TASK INSTRUCTIONS:
Could you quote, exactly as they stand, the lines running from the one with "green tree, placing" to the final line of the material?

----

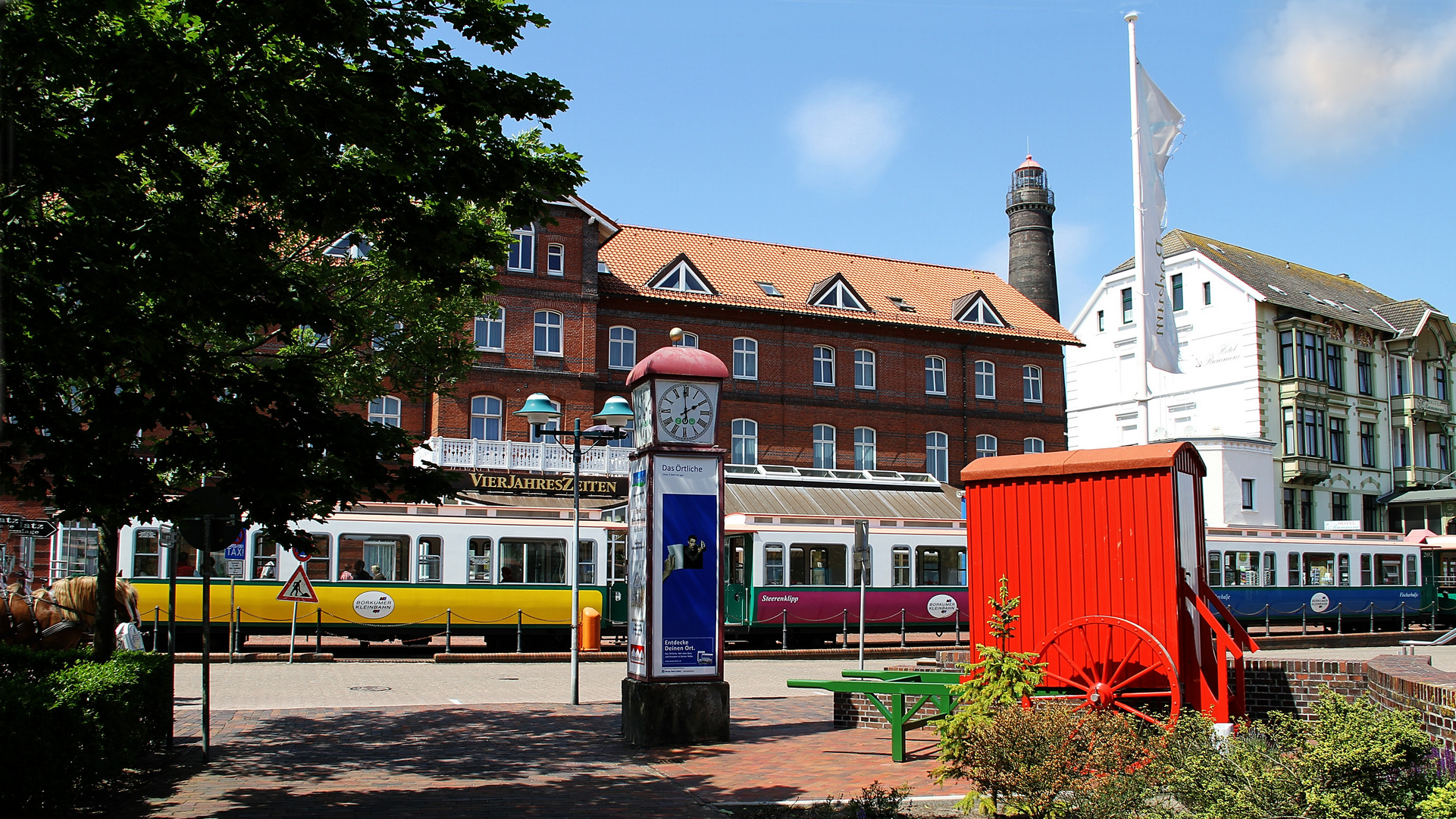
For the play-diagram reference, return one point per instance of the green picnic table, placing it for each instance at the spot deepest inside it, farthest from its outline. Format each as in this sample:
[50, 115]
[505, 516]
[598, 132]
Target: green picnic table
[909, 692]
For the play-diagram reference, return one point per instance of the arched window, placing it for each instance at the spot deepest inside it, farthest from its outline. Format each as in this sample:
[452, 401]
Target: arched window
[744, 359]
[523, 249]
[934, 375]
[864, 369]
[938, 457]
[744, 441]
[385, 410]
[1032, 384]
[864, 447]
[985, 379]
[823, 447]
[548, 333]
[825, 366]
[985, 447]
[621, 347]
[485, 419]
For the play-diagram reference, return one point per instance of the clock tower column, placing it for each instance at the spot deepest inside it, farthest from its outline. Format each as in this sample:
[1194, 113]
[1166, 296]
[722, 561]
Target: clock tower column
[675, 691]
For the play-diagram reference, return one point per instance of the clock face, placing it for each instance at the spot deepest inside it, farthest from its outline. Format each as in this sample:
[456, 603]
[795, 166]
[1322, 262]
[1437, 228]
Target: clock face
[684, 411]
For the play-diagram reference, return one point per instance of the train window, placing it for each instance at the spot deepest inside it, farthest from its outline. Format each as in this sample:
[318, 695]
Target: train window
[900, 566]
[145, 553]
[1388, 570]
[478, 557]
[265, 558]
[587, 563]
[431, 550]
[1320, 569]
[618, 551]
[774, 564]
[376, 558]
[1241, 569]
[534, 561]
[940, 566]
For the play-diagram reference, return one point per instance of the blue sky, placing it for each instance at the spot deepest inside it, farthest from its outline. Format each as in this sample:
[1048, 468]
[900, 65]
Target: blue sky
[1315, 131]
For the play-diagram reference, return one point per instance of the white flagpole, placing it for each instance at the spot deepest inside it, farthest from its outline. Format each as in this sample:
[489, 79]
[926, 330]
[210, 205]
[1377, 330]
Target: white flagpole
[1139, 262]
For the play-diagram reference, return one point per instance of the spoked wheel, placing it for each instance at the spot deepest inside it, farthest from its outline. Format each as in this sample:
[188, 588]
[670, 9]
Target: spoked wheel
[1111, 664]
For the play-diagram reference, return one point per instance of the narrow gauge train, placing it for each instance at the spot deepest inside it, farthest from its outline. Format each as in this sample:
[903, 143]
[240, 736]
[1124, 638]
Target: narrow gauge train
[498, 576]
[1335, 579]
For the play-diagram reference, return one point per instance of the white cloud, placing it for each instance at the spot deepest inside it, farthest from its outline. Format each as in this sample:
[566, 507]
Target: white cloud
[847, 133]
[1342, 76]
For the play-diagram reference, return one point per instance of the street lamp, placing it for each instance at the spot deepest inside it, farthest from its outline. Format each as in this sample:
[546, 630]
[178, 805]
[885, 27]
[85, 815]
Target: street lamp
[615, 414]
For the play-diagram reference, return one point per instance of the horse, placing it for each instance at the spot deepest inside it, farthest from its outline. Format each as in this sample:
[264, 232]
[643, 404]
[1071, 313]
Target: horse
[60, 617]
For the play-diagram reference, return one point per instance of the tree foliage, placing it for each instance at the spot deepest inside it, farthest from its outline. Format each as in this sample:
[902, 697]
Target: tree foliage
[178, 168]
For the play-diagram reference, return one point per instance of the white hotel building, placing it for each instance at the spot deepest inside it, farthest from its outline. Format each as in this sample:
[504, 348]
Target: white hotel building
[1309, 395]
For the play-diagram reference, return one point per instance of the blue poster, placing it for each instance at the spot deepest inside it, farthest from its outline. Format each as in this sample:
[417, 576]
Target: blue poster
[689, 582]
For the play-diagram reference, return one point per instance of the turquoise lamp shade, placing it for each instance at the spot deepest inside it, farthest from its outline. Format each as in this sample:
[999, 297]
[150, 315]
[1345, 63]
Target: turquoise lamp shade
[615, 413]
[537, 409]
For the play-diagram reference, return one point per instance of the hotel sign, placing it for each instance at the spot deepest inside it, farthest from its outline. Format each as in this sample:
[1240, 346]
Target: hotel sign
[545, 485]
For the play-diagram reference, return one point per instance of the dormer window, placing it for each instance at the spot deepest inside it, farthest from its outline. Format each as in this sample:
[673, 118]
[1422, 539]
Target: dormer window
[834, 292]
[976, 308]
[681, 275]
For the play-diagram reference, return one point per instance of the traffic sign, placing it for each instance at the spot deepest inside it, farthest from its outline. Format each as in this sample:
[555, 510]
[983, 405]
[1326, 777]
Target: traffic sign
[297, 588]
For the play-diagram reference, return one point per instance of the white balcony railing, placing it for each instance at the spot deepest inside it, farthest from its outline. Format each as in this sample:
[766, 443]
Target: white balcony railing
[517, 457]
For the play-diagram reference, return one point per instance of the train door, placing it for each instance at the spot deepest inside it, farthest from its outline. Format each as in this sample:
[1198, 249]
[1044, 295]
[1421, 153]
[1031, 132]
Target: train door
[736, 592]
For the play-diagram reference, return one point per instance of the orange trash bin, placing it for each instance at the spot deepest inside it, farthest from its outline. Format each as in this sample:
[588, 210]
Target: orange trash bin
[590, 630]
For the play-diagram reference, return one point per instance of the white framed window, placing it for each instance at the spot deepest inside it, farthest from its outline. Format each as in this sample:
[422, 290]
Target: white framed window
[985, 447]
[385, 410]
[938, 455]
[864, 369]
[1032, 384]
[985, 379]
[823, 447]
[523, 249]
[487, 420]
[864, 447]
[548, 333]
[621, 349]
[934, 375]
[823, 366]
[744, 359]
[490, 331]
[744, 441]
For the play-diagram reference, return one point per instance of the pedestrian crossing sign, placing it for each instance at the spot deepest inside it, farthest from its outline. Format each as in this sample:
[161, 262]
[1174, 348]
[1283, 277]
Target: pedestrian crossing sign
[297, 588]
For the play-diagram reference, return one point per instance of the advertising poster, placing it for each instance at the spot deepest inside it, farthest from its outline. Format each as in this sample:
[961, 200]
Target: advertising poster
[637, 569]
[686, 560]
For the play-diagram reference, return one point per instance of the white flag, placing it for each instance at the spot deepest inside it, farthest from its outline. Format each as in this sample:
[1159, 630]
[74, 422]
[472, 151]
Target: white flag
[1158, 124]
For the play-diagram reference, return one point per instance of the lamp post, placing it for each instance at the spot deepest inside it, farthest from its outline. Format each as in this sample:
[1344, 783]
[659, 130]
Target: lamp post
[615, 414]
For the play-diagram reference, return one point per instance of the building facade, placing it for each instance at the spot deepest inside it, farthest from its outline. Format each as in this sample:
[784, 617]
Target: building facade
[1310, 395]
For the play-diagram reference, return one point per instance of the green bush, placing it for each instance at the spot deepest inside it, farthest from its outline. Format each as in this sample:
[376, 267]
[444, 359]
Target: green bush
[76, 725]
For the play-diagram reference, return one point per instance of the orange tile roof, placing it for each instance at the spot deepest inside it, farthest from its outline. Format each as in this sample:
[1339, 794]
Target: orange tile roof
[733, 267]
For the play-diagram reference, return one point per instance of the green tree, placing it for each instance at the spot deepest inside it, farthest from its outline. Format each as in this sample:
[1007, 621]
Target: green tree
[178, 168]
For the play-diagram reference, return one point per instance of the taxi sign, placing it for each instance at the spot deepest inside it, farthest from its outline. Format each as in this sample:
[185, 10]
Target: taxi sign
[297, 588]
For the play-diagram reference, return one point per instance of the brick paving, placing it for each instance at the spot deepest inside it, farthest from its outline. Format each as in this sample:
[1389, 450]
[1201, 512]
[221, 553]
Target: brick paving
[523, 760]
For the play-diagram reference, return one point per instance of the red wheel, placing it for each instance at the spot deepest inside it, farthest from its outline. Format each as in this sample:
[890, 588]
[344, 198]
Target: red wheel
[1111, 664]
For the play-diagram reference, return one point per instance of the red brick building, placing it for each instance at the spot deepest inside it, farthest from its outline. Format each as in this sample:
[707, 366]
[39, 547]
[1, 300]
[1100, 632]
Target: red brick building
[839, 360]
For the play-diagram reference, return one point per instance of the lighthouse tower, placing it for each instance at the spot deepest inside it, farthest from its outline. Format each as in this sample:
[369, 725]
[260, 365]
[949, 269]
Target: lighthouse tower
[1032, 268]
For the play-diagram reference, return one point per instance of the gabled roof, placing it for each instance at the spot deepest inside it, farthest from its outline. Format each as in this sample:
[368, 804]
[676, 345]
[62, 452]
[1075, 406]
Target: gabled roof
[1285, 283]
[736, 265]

----

EXPECTED ANSWER:
For the play-diagram reference, return one point per instance of the green tree, placing it for each instance at the spot deepest inside it, farthest from its outline. Format each as in this sample:
[1007, 621]
Target: green tree
[178, 168]
For the play-diagram reference, return one point per instance of the taxi sign, placing it for each instance at the spot deepest inside it, farthest from its outline. Format each as in this sample:
[185, 10]
Target: taxi sign
[297, 588]
For the play-diagram reference, return one point per instance of the brick paving, placing it for each instance at the spot deepest inside it, farthest from its outline. Format each as in this sample:
[1389, 450]
[1201, 512]
[221, 553]
Target: brick paving
[523, 760]
For the play-diagram reference, return one point per instance of the red wheel, placing it for each instance at the spot deepest inside it, farthest from its outline. Format each as in this sample:
[890, 588]
[344, 198]
Target: red wheel
[1111, 664]
For the play-diagram reference, return one point per instance of the red brick building, placing it for each instance at the spot deepest inside it, farthest from its outline. Format each as in this sample:
[707, 366]
[39, 547]
[1, 300]
[1100, 632]
Target: red brick building
[839, 360]
For the play-diagram reference, return one point per instance of the lighthouse tower, placing it for each instance at the spot deepest inside it, farthest from its outline. Format each as in this sample:
[369, 725]
[260, 365]
[949, 269]
Target: lighthouse tower
[1032, 268]
For the play-diagram reference, return one point per instance of the gabled roof, placing it for each instance at the spot deepest inside it, farthest from its outline. Format each as in this sample:
[368, 804]
[676, 345]
[62, 452]
[1075, 406]
Target: gabled roof
[1285, 283]
[736, 265]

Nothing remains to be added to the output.